EXPLORE THE MATERIAL:
• a. Answer from the Katharina Kepler passage:
(i) To whom was Katharina Kepler married?
(ii) During which years did Lutherus Einhorn serve as vogt of Leonberg?
(iii) Who accused Katharina Kepler of giving her a potion that made her sick?
• b. Extend the Katharina Kepler passage, picking up right after its final sentence.

Katharina Kepler (née: Guldenmann; 1546 – 13 April 1622) was a woman from Stuttgart, Württemberg, who was the mother of the famous astronomer Johannes Kepler. She was accused of witchcraft in 1615, but was defended by her son and released.

Life
Katharina Kepler was married to Heinrich Kepler and had one daughter and three sons, one of whom was Johannes Kepler. 

In 1615, a witch trial was initiated by Lutherus Einhorn who in his reign as vogt of the Protestant town of Leonberg (1613 - 1629) accused 15 women of sorcery and executed 8 of them. He acted in accordance with the will of the government and the public, which had asked for an investigation of sorcery, and issued an arrest of Katharina Kepler in 1615. Ursula Reinbold had accused Katharina Kepler of giving her a potion after an argument that had made her sick. Johannes Kepler defended his mother himself, with the assistance of his university in Tübingen. One of his student friends, Christopher Besoldus, assisted her juridically.

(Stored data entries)
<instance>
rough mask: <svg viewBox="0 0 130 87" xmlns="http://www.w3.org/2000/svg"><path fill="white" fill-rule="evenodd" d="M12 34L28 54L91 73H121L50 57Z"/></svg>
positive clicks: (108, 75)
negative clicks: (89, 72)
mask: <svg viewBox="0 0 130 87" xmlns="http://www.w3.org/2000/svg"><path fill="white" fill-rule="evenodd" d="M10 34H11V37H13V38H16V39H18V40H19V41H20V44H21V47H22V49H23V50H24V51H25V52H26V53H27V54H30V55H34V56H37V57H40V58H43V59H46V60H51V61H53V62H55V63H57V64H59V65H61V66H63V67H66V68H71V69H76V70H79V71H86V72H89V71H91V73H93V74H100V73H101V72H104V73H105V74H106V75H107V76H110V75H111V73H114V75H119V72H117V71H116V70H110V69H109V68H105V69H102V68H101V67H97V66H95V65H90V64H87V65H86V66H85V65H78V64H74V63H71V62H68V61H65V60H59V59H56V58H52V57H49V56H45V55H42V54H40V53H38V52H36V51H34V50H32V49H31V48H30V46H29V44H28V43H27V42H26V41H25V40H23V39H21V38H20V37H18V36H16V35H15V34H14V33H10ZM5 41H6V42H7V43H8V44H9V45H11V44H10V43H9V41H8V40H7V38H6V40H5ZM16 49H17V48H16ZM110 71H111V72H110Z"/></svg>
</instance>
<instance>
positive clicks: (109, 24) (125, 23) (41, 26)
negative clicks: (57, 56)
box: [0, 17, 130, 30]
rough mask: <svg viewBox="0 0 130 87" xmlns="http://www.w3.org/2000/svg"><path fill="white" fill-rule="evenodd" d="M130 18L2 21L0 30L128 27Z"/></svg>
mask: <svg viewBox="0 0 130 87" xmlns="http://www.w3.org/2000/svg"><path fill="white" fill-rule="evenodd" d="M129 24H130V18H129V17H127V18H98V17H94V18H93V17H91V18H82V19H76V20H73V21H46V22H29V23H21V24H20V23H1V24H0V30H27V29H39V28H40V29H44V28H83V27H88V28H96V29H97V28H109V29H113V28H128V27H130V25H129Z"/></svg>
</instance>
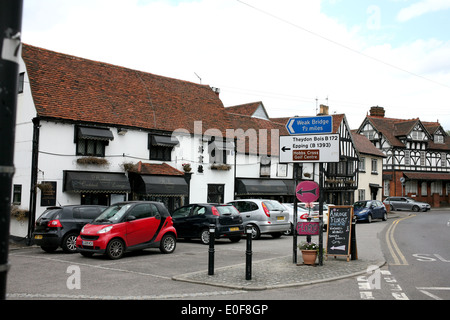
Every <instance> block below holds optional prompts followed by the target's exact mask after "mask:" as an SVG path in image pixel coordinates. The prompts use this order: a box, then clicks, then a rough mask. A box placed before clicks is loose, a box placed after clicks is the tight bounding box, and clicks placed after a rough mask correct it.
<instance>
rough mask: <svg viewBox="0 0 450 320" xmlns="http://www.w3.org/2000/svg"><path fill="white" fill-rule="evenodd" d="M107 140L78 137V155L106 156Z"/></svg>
mask: <svg viewBox="0 0 450 320" xmlns="http://www.w3.org/2000/svg"><path fill="white" fill-rule="evenodd" d="M105 146H106V143H105V141H99V140H90V139H78V142H77V155H78V156H95V157H104V156H105Z"/></svg>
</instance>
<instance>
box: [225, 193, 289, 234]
mask: <svg viewBox="0 0 450 320" xmlns="http://www.w3.org/2000/svg"><path fill="white" fill-rule="evenodd" d="M228 203H229V204H232V205H233V206H235V207H236V209H238V210H239V212H240V213H241V216H242V220H243V224H244V228H245V227H247V225H249V226H251V227H252V239H258V238H259V237H260V236H261V234H270V235H272V237H274V238H279V237H281V236H282V235H283V233H285V232H286V231H287V230H289V229H290V227H291V224H290V223H289V212H288V210H286V208H285V207H283V206H282V205H281V203H279V202H278V201H276V200H263V199H243V200H235V201H231V202H228Z"/></svg>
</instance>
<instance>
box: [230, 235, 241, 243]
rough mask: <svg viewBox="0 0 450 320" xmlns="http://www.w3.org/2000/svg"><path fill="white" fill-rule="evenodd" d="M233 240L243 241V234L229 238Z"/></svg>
mask: <svg viewBox="0 0 450 320" xmlns="http://www.w3.org/2000/svg"><path fill="white" fill-rule="evenodd" d="M229 239H230V241H231V242H239V241H241V236H234V237H230V238H229Z"/></svg>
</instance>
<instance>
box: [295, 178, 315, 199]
mask: <svg viewBox="0 0 450 320" xmlns="http://www.w3.org/2000/svg"><path fill="white" fill-rule="evenodd" d="M295 193H296V195H297V199H298V200H300V201H301V202H305V203H310V202H314V201H316V200H317V199H319V185H318V184H317V183H316V182H314V181H302V182H300V183H299V184H298V185H297V188H296V190H295Z"/></svg>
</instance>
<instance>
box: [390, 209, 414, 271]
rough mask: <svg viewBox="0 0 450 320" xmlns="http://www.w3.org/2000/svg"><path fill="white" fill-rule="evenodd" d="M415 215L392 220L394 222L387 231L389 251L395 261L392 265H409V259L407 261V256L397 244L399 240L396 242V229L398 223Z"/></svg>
mask: <svg viewBox="0 0 450 320" xmlns="http://www.w3.org/2000/svg"><path fill="white" fill-rule="evenodd" d="M415 216H416V215H415V214H413V215H410V216H408V217H405V218H402V219H397V220H395V221H394V222H392V224H391V225H390V226H389V229H388V231H387V232H386V243H387V246H388V249H389V252H390V253H391V256H392V259H394V263H392V265H397V266H407V265H408V261H406V258H405V256H404V255H403V254H402V252H401V251H400V249H399V247H398V245H397V242H395V239H394V231H395V228H397V225H398V223H399V222H400V221H402V220H405V219H409V218H412V217H415Z"/></svg>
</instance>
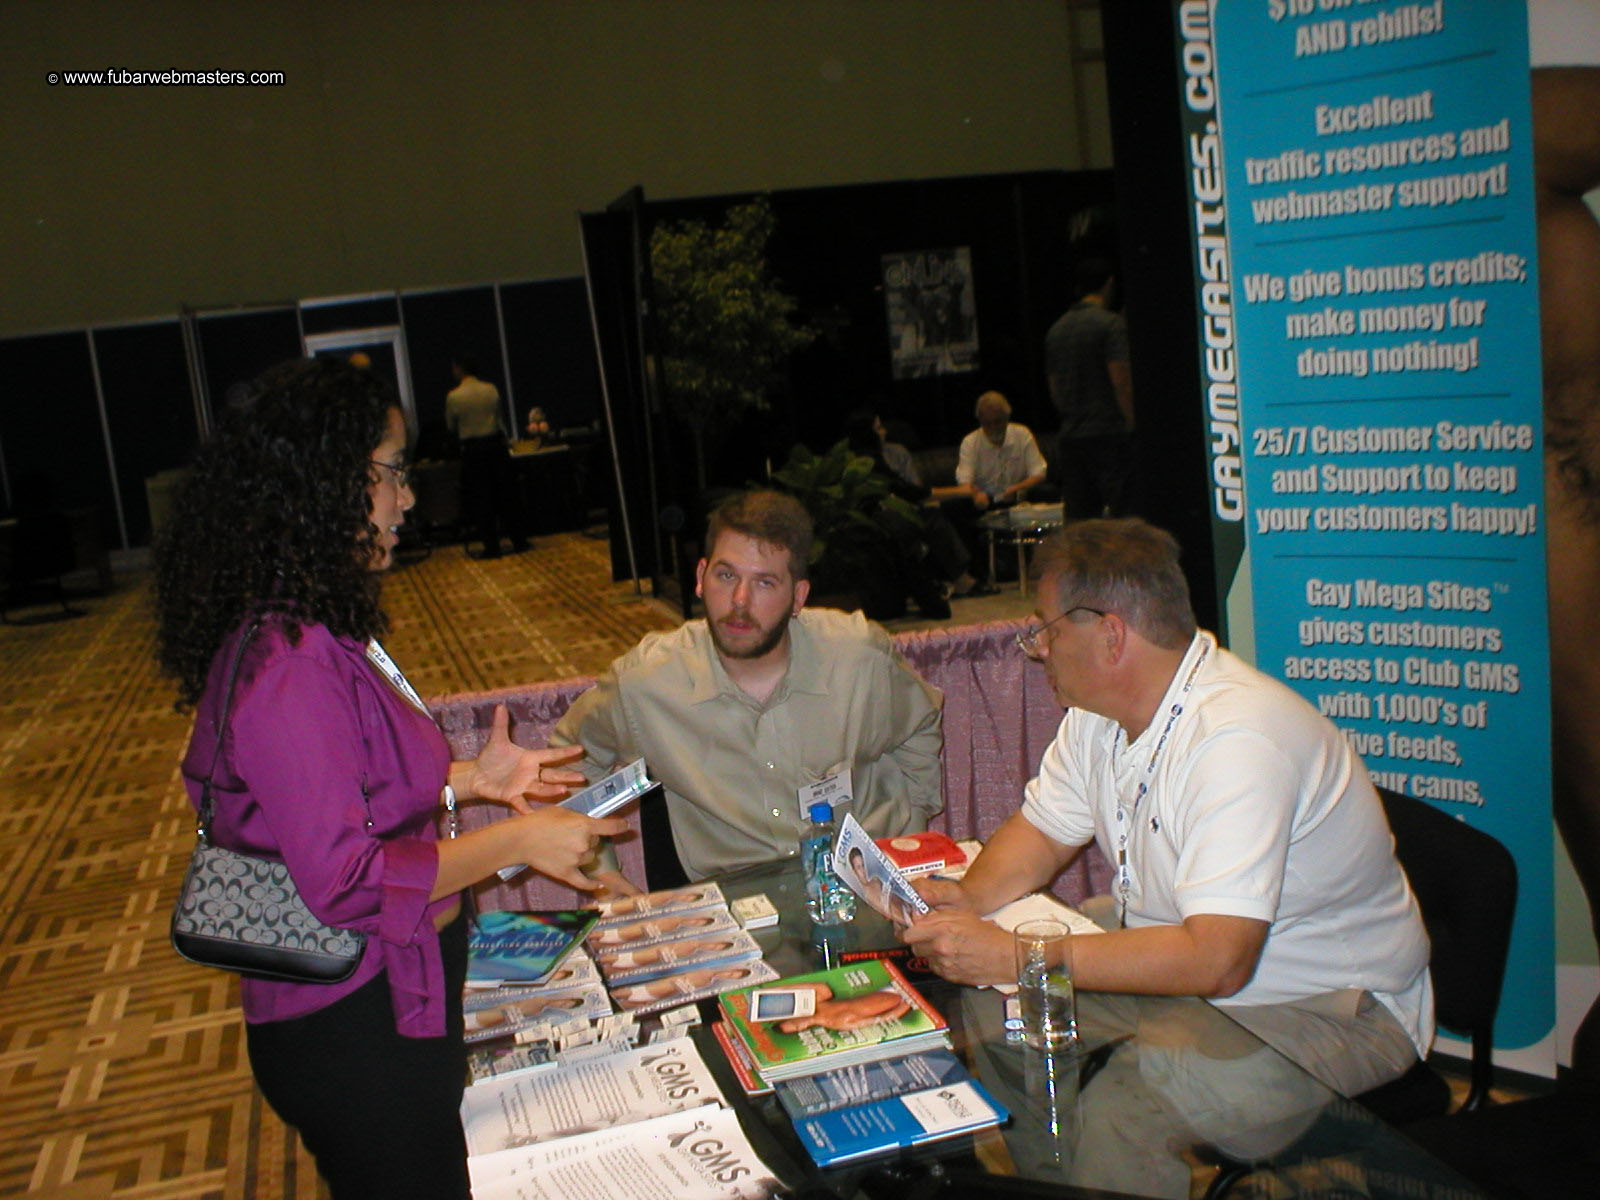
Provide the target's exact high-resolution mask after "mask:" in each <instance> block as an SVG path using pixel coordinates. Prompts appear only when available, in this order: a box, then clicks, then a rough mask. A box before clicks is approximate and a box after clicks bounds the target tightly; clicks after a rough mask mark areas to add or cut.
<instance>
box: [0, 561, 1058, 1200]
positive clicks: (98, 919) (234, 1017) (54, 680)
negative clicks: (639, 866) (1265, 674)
mask: <svg viewBox="0 0 1600 1200" xmlns="http://www.w3.org/2000/svg"><path fill="white" fill-rule="evenodd" d="M384 587H386V590H384V603H386V610H387V611H389V616H390V621H392V629H390V634H389V637H387V638H386V646H387V648H389V651H390V653H392V654H394V658H395V659H397V661H398V662H400V664H402V667H403V669H405V670H406V674H408V677H410V678H411V682H413V683H414V685H416V688H418V691H421V693H422V694H424V696H434V694H440V693H448V691H462V690H478V688H493V686H506V685H514V683H528V682H538V680H550V678H565V677H570V675H582V674H595V672H598V670H602V669H603V667H605V664H606V662H610V661H611V658H614V656H616V654H618V653H621V651H622V650H626V648H629V646H630V645H634V643H635V642H637V640H638V638H640V637H642V635H643V634H645V632H648V630H651V629H670V627H672V626H675V624H677V618H675V614H674V613H672V611H670V610H669V608H667V606H666V605H662V603H659V602H654V600H648V598H638V597H637V595H635V592H634V587H632V586H630V584H611V582H610V579H608V558H606V544H605V541H603V539H597V538H589V536H584V534H576V533H574V534H558V536H554V538H541V539H539V541H538V544H536V549H534V550H533V552H531V554H525V555H515V557H506V558H499V560H494V562H486V563H485V562H474V560H470V558H467V557H466V555H464V554H462V550H461V547H459V546H450V547H443V549H438V550H435V552H434V554H432V555H429V557H427V558H424V560H422V562H418V563H410V565H403V566H400V568H397V570H395V571H394V573H392V574H390V578H389V579H387V581H386V586H384ZM78 603H80V606H82V608H85V610H88V613H90V614H88V616H85V618H78V619H74V621H61V622H53V624H37V626H0V1195H30V1197H59V1198H62V1200H200V1198H202V1197H205V1198H206V1200H301V1198H304V1200H309V1198H310V1197H318V1195H323V1192H322V1189H320V1186H318V1181H317V1178H315V1171H314V1170H312V1166H310V1162H309V1158H307V1157H306V1155H304V1152H302V1150H301V1149H299V1144H298V1139H294V1138H290V1136H285V1130H283V1126H282V1125H280V1123H278V1122H277V1118H275V1117H274V1115H272V1114H270V1112H269V1110H266V1109H264V1106H262V1102H261V1101H259V1098H258V1096H256V1093H254V1088H253V1086H251V1080H250V1066H248V1062H246V1059H245V1045H243V1035H242V1016H240V1011H238V989H237V984H235V982H234V979H232V978H230V976H227V974H224V973H221V971H211V970H203V968H198V966H190V965H189V963H186V962H182V960H181V958H178V955H174V954H173V950H171V949H170V946H168V941H166V922H168V914H170V909H171V902H173V896H174V894H176V890H178V883H179V880H181V875H182V869H184V864H186V862H187V856H189V850H190V848H192V845H194V826H192V819H190V811H189V805H187V802H186V800H184V797H182V790H181V787H179V782H178V758H179V754H181V752H182V747H184V742H186V739H187V733H189V722H187V718H186V717H182V715H179V714H176V712H174V710H173V704H171V701H173V690H171V685H170V683H168V682H166V680H163V678H162V677H160V675H158V674H157V670H155V662H154V624H152V618H150V611H149V587H147V581H146V579H144V578H141V576H131V578H122V579H118V587H117V590H114V592H112V594H109V595H104V597H98V598H88V600H82V602H78ZM1026 608H1027V602H1024V600H1022V598H1021V597H1019V595H1018V594H1016V592H1014V590H1011V592H1008V594H1003V595H997V597H987V598H982V600H965V602H958V603H957V619H965V621H978V619H990V618H994V616H1010V614H1016V613H1019V611H1024V610H1026ZM40 611H43V610H40ZM915 624H917V622H914V621H907V622H894V627H898V629H899V627H912V626H915Z"/></svg>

RESULTS:
• a.
(i) Heinrich Kepler
(ii) 1613 to 1629
(iii) Ursula Reinbold

• b.
Her son took her away to Linz in December 1616. When she returned to Leonberg in the summer of 1620, she was arrested and imprisoned for fourteen months. She was told how she would be tortured, as a means of frightening her, but she refused to confess anything. 

In October 1621, Kepler was able to effect her release. Katharina Kepler died the following year.

Legacy
Rivka Galchen's 2021 novel Everyone Knows Your Mother Is a Witch presents a fictionalized account of Kepler's life story.

References 

 Artikel „Württemberg, Herzogtum - Hexenverfolgungen”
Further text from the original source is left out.